What to work on -
A – Decide whether each statement agrees with the bug report below, answering yes or no and quoting the words from the bug report that settle it. (i) Tensors left empty after a merge include those with htype="text" and htype="generic". (ii) Rerunning the same code a second time raised the read-only tensor exception again. (iii) While two branches are merging, the ActiveLoop user interface shows an error message saying the dataset is corrupted or does not exist.
B – According to the bug report below, what happened when the code that raised the read-only tensor exception was run a second time?

Selected extract -
▬▬▬▬▬▬
Skip to content

[BUG] Strangeness with dataset.merge() #2015

Open
@daniel-falk

Description

@daniel-falk

🐛🐛 Bug Report

To start with, awesome work getting the merge functionality implemented! I have used it for a while now and discovered a few issues with it:

Text tensors are not merged

When two branches are merged, where both branches has the same tensors, some tensors are empty after merge. This applies to e.g. htype="text" and htype="generic". See example on colab here.

UI shows errors during a merge

If using the ActiveLoop user interface while two branches are merging the dataset fails to load and there are error messages "Dataset is corrupted or does not exist".

Exception about modification on read-only tensor during merge

While merging two branches I got this exception once. Rerunning with the same exact code a second time worked.

Error in sys.excepthook:                                                                                                                                                                                                                                  
Traceback (most recent call last):                                                                                                                                                                                                                        
  File "/Users/danielfalk/testprgm/sandbox/deeplake/versioning_tutorial/venv/lib/python3.10/site-packages/humbug/report.py", line 498, in _hook                                                                                                           
    self.error_report(error=exception_instance, tags=tags, publish=publish)
▬▬▬▬▬▬
[Stored data entries]
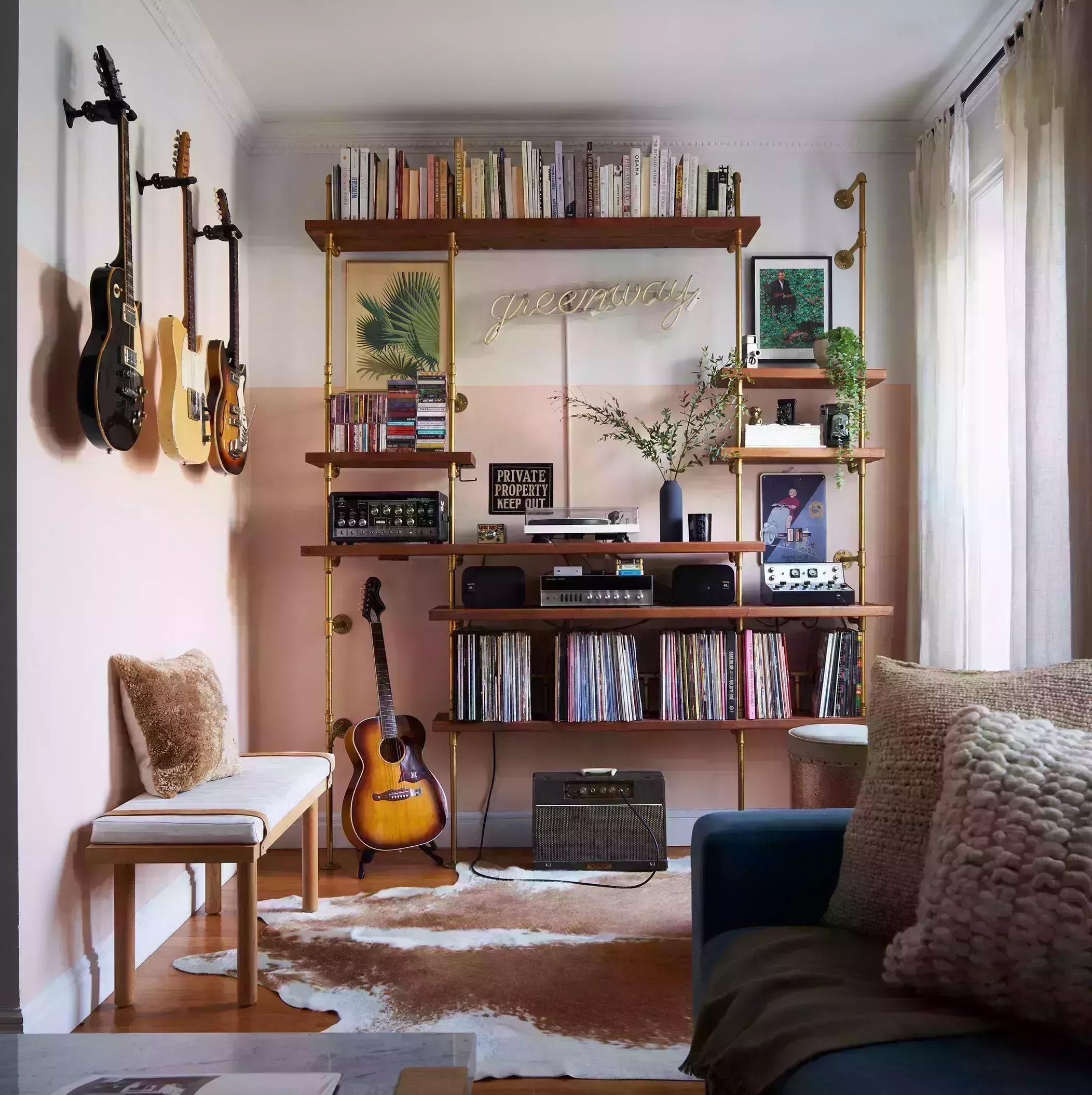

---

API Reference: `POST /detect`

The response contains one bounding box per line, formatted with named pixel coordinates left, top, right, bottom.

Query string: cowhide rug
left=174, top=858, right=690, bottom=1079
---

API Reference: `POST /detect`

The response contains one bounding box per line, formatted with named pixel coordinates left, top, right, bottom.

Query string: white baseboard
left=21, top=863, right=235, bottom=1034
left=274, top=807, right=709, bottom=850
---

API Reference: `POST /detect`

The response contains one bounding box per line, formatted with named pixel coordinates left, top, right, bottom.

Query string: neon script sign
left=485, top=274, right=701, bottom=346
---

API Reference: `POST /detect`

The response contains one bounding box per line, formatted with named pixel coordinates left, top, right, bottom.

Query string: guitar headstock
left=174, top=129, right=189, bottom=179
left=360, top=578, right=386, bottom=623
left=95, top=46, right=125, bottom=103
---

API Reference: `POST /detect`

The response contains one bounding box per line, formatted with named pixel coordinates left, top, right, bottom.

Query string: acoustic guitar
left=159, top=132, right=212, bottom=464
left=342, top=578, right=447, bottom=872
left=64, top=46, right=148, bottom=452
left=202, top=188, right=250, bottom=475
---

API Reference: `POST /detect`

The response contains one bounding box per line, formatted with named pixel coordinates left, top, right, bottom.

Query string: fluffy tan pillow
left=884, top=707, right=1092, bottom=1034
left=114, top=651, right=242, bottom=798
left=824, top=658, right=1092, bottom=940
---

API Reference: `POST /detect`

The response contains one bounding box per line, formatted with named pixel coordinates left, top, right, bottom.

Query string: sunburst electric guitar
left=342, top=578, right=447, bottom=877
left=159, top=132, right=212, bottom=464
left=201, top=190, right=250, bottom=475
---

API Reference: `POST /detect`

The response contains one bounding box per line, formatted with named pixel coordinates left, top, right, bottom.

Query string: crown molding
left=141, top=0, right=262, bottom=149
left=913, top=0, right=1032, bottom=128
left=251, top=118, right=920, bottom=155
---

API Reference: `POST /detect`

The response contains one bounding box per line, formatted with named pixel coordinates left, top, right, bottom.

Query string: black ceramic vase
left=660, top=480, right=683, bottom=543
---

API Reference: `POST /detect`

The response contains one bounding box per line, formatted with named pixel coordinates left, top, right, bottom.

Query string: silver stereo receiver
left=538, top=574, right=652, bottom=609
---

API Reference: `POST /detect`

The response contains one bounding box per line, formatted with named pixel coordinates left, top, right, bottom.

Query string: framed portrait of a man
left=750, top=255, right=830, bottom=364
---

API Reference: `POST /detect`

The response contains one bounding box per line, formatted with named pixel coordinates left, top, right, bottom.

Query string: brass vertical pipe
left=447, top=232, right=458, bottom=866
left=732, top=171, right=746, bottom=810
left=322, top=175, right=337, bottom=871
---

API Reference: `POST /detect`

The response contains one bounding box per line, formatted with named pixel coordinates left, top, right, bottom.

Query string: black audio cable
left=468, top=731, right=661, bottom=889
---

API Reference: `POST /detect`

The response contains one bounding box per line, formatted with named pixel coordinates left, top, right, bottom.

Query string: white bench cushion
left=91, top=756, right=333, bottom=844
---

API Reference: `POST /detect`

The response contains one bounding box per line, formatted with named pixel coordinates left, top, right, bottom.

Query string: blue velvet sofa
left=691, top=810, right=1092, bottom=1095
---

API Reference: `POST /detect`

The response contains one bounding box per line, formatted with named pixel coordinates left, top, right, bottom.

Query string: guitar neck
▬▬▬▬▬▬
Solutions -
A –
(i) Yes: "This applies to e.g. htype="text" and htype="generic"."
(ii) No: "Rerunning with the same exact code a second time worked."
(iii) Yes: "there are error messages "Dataset is corrupted or does not exist"."

B – It worked.